-- Instructions for the task --
Here are some records; return them all exactly.

>>>

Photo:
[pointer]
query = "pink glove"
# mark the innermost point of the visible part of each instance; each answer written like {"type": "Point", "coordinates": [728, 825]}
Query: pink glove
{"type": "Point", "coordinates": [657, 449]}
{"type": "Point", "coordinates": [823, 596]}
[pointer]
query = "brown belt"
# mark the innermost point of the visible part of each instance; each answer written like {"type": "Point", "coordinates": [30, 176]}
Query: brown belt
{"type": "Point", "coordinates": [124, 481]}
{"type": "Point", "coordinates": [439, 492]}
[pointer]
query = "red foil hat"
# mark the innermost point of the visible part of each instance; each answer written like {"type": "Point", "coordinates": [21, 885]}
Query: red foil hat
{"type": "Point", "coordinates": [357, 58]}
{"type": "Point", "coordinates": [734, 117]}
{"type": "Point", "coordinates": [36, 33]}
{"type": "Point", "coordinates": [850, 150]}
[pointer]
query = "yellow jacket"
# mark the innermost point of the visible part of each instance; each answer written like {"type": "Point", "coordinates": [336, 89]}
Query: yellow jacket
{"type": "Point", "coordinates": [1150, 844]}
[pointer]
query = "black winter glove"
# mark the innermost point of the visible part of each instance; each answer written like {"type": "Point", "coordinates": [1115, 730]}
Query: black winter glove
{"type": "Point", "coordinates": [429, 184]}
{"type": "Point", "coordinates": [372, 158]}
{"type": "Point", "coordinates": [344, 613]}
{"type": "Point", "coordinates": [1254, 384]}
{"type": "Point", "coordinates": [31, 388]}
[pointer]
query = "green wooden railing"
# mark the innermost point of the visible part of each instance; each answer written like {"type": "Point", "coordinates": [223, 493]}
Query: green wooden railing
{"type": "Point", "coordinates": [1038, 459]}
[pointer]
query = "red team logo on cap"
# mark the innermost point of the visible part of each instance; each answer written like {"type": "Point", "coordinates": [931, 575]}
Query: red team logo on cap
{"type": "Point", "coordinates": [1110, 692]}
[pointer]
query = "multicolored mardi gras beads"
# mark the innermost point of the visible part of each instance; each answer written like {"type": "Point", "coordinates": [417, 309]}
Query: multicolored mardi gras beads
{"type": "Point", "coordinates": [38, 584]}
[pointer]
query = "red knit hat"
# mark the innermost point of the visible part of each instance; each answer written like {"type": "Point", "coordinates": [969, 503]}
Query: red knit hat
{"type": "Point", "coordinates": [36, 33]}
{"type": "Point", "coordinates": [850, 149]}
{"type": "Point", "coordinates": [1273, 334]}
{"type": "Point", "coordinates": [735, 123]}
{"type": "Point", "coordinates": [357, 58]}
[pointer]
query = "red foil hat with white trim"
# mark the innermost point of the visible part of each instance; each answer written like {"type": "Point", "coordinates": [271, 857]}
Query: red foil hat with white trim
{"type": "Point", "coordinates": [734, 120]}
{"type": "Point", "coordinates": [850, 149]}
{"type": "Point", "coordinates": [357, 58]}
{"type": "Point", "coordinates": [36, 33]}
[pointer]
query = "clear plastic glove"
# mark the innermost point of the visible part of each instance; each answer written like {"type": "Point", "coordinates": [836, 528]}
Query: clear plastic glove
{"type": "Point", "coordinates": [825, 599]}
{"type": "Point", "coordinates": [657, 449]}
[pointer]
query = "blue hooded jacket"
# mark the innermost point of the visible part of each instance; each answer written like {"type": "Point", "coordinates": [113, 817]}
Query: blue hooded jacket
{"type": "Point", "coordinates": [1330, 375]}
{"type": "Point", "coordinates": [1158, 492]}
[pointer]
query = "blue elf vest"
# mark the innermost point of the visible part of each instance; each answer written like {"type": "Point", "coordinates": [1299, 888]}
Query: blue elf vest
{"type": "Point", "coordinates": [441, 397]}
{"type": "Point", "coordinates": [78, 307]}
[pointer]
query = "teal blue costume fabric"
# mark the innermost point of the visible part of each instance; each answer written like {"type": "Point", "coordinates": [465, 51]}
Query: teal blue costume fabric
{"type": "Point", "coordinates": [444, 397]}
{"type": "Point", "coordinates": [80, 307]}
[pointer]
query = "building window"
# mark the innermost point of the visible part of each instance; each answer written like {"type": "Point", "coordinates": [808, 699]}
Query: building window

<<<

-- Written answer --
Photo:
[pointer]
query = "pink glove"
# mark the innermost point of the visible part of each instance; each answer written like {"type": "Point", "coordinates": [728, 825]}
Query: pink glove
{"type": "Point", "coordinates": [657, 449]}
{"type": "Point", "coordinates": [823, 596]}
[pointer]
query = "brown belt"
# mark the innermost point of the visible part of each instance; each answer written like {"type": "Point", "coordinates": [30, 176]}
Query: brown belt
{"type": "Point", "coordinates": [124, 481]}
{"type": "Point", "coordinates": [439, 492]}
[pointer]
query = "red foil hat"
# mark the innermost point of the visible part of each instance; each answer written like {"type": "Point", "coordinates": [21, 885]}
Query: red foil hat
{"type": "Point", "coordinates": [357, 58]}
{"type": "Point", "coordinates": [734, 117]}
{"type": "Point", "coordinates": [36, 33]}
{"type": "Point", "coordinates": [850, 150]}
[pointer]
query = "yellow jacket"
# mark the innermost point of the visible part of each instance; each answer written like {"type": "Point", "coordinates": [336, 89]}
Query: yellow jacket
{"type": "Point", "coordinates": [1150, 844]}
[pointer]
query = "black winter glove"
# mark the innermost point of the visible part of each instance; each answer written like {"type": "Point", "coordinates": [1115, 730]}
Query: black winter glove
{"type": "Point", "coordinates": [429, 184]}
{"type": "Point", "coordinates": [372, 158]}
{"type": "Point", "coordinates": [344, 613]}
{"type": "Point", "coordinates": [1254, 384]}
{"type": "Point", "coordinates": [31, 388]}
[pointer]
query = "green wooden railing"
# mark the innermost point of the visible part of each instance; each answer written like {"type": "Point", "coordinates": [223, 493]}
Query: green wooden railing
{"type": "Point", "coordinates": [1038, 459]}
[pointer]
query = "red team logo on cap"
# mark the innermost point of the visible part of each instance; each answer written like {"type": "Point", "coordinates": [931, 575]}
Query: red team logo on cap
{"type": "Point", "coordinates": [1110, 692]}
[pointer]
query = "multicolored mardi gras beads"
# mark the innermost point of the visible part of each instance; each answer written like {"type": "Point", "coordinates": [417, 309]}
Query: multicolored mardi gras beads
{"type": "Point", "coordinates": [38, 584]}
[pointer]
query = "red knit hat"
# mark the innermost point of the visible part of each instance; each answer written like {"type": "Point", "coordinates": [969, 503]}
Query: red knit hat
{"type": "Point", "coordinates": [36, 33]}
{"type": "Point", "coordinates": [850, 149]}
{"type": "Point", "coordinates": [1273, 334]}
{"type": "Point", "coordinates": [735, 123]}
{"type": "Point", "coordinates": [357, 58]}
[pointer]
query = "red foil hat with white trim"
# mark the innermost point of the visible part of each instance; each answer written like {"type": "Point", "coordinates": [271, 857]}
Query: red foil hat with white trim
{"type": "Point", "coordinates": [734, 120]}
{"type": "Point", "coordinates": [850, 149]}
{"type": "Point", "coordinates": [357, 58]}
{"type": "Point", "coordinates": [36, 33]}
[pointer]
query = "clear plastic glove"
# mark the innermost point of the visible part of each instance; each answer written like {"type": "Point", "coordinates": [836, 528]}
Query: clear plastic glove
{"type": "Point", "coordinates": [825, 599]}
{"type": "Point", "coordinates": [657, 449]}
[pointer]
query = "blue hooded jacket"
# mark the innermost point of the visible part of each instance; each answer written like {"type": "Point", "coordinates": [113, 817]}
Query: blue hooded jacket
{"type": "Point", "coordinates": [1330, 375]}
{"type": "Point", "coordinates": [1158, 492]}
[pointer]
query = "blue elf vest"
# mark the innermost point of the visible part of each instance; each answer written like {"type": "Point", "coordinates": [1299, 888]}
Query: blue elf vest
{"type": "Point", "coordinates": [441, 397]}
{"type": "Point", "coordinates": [78, 307]}
[pointer]
query = "teal blue costume fabric"
# mark the innermost point of the visible part of each instance; each answer written like {"type": "Point", "coordinates": [465, 51]}
Query: teal blue costume fabric
{"type": "Point", "coordinates": [444, 397]}
{"type": "Point", "coordinates": [80, 307]}
[pointer]
query = "building window"
# mark the innermost point of the visible part of each instance; each answer written like {"type": "Point", "coordinates": [808, 699]}
Query: building window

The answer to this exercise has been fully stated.